SELECTED PASSAGE –
********

In the Jewish struggle around Zionism there were at least three strands in opposition so fierce that it was evident that the very meaning of “the people Israel” was at stake. The first of these was a vast religious cohort, at once immensely learned or purported to have such learning and having, as well, the authority of the sages. Or the ages. While ongoing study and “trust in the Lord” constituted their program, they practiced a politics that was fundamentally anti-political. God was both their instrument and their end. A second vision emerged in Europe, from European socialism, to be exact, and it was typified by the Jewish Labor Bund, organized primarily in Poland but also elsewhere in eastern Europe in the belief that peoplehood would flourish through the Yiddish language and independent communitarian arrangements made with the mostly anti-semitic regimes of the region. The bright future of socialism underpinned the whole enterprise. Of course, it wasn’t really an enterprise. It was a dream—alas, closer to a delusion. My own Jewish upbringing was touched by this apparition. Here is the last line of a Godless and prayer-less Sabbath hymn: “Yiddish vort host upgeheet undser tsar un undser freyd.” Or in a rough English translation: “Yiddish word, you have protected our sorrows and our joys.” Protected, indeed. Perhaps “ward” or “guardian” is more fitting. Still, it was not what it made itself out to be.

********

JOB 1 –
Condense the paragraph of the passage on Zionism that begins "In the Jewish struggle around Zionism" into a short bulleted list that keeps its main facts.
The passage on Zionism and the records that come after it are unrelated material.

DATASET RECORDS –
********

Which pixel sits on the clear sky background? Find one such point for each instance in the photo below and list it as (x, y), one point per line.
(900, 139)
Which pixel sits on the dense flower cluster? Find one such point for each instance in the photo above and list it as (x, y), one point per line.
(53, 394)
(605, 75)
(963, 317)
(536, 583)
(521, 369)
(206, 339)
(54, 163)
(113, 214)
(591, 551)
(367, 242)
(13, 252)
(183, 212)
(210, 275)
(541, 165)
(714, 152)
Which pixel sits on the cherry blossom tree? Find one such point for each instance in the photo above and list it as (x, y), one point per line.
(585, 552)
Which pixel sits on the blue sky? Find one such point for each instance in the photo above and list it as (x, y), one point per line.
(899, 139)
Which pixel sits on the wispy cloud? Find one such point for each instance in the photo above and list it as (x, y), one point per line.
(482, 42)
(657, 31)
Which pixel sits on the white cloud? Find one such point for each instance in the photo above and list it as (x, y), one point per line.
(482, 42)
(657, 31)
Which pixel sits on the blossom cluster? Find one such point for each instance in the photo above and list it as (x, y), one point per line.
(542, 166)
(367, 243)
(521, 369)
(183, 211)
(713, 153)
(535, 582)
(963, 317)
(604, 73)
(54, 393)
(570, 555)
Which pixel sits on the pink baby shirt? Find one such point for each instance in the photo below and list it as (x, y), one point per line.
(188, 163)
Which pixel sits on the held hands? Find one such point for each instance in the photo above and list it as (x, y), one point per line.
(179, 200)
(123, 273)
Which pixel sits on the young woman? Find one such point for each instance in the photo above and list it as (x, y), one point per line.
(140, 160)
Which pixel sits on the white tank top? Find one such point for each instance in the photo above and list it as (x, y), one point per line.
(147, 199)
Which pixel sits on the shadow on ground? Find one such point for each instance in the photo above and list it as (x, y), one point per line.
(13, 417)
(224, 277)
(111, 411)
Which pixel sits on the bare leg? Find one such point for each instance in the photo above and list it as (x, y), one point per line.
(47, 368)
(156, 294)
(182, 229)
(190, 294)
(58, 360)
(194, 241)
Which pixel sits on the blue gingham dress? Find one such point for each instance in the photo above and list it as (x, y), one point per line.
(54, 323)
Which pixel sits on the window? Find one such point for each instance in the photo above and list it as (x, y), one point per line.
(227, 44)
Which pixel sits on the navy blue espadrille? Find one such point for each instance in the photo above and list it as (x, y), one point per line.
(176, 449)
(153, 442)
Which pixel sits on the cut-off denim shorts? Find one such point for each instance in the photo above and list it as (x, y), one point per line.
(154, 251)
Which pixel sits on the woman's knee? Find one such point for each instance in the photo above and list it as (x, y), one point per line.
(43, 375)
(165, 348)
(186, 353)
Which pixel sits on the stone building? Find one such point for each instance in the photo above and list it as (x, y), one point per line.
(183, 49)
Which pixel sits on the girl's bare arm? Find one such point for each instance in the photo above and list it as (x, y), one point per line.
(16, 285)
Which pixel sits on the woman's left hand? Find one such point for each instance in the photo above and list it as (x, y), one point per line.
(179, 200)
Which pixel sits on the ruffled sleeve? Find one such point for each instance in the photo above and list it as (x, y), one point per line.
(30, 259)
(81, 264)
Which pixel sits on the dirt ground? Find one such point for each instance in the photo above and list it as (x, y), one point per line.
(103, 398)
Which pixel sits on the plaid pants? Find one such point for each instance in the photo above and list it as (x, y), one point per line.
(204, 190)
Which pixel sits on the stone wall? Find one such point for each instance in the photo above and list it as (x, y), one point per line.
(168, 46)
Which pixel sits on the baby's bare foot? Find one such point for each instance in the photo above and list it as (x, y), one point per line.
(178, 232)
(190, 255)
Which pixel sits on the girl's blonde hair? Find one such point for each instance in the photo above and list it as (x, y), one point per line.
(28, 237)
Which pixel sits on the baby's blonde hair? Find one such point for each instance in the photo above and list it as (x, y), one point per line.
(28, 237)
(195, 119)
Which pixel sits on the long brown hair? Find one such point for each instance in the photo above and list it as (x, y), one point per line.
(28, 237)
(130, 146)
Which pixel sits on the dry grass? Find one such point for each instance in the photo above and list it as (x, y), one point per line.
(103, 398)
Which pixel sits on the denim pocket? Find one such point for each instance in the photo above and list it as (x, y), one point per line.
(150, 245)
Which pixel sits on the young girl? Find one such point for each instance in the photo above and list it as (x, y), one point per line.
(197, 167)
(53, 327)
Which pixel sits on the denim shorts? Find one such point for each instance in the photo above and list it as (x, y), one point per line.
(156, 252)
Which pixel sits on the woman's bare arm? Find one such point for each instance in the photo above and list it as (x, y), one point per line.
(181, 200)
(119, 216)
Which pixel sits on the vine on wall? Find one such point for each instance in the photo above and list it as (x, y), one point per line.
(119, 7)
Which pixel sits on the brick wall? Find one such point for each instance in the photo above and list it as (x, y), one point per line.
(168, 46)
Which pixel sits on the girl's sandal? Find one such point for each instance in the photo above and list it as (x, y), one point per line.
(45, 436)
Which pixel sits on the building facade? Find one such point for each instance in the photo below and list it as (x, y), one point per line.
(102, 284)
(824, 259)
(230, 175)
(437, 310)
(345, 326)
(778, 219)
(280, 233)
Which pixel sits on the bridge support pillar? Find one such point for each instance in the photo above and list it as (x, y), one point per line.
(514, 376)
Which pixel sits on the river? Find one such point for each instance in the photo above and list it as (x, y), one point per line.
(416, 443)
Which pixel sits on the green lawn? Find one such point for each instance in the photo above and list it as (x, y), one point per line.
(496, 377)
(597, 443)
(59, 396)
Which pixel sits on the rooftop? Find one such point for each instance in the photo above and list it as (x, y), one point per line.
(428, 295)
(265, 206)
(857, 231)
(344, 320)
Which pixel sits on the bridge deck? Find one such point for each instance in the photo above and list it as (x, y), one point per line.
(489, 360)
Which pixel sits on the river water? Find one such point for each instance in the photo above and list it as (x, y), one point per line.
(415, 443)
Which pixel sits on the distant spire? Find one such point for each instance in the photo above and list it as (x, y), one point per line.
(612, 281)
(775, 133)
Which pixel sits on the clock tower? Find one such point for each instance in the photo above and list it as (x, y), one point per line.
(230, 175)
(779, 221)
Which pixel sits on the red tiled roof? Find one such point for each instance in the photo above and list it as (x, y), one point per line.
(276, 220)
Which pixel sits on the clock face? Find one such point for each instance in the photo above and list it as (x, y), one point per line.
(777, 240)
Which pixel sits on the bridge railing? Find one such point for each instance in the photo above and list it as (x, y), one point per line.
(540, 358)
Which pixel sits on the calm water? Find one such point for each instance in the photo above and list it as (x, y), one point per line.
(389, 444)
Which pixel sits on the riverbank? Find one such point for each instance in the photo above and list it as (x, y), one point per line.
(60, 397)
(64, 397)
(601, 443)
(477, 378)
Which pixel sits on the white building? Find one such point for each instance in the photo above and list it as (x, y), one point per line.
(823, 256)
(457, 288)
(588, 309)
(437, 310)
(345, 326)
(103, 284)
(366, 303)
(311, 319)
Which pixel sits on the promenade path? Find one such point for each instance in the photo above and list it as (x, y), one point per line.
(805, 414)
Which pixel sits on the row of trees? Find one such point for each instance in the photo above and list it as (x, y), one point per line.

********

JOB 2 –
Locate every line of the records that contains the string "baby", matching its case exactly, and copy each such line.

CORRECT ANSWER 1 –
- In the Jewish struggle over Zionism, at least three opposing strands were so fierce that the very meaning of "the people Israel" was at stake.
- The first was a vast religious cohort, learned or purportedly so, that held the authority of the sages. Its program was ongoing study and "trust in the Lord." Its politics was fundamentally anti-political, with God as both instrument and end.
- The second came from European socialism and was typified by the Jewish Labor Bund. The Bund was organized mainly in Poland and elsewhere in eastern Europe. It believed peoplehood would flourish through Yiddish and through independent communitarian arrangements with the region's mostly anti-semitic regimes, all resting on the bright future of socialism.
- This second vision was a dream closer to a delusion. It touched the writer's own upbringing through a Godless, prayer-less Sabbath hymn ending "Yiddish word, you have protected our sorrows and our joys." Still, it was not what it made itself out to be.

CORRECT ANSWER 2 –
Which pixel sits on the pink baby shirt? Find one such point for each instance in the photo below and list it as (x, y), one point per line.
Which pixel sits on the baby's bare foot? Find one such point for each instance in the photo above and list it as (x, y), one point per line.
Which pixel sits on the baby's blonde hair? Find one such point for each instance in the photo above and list it as (x, y), one point per line.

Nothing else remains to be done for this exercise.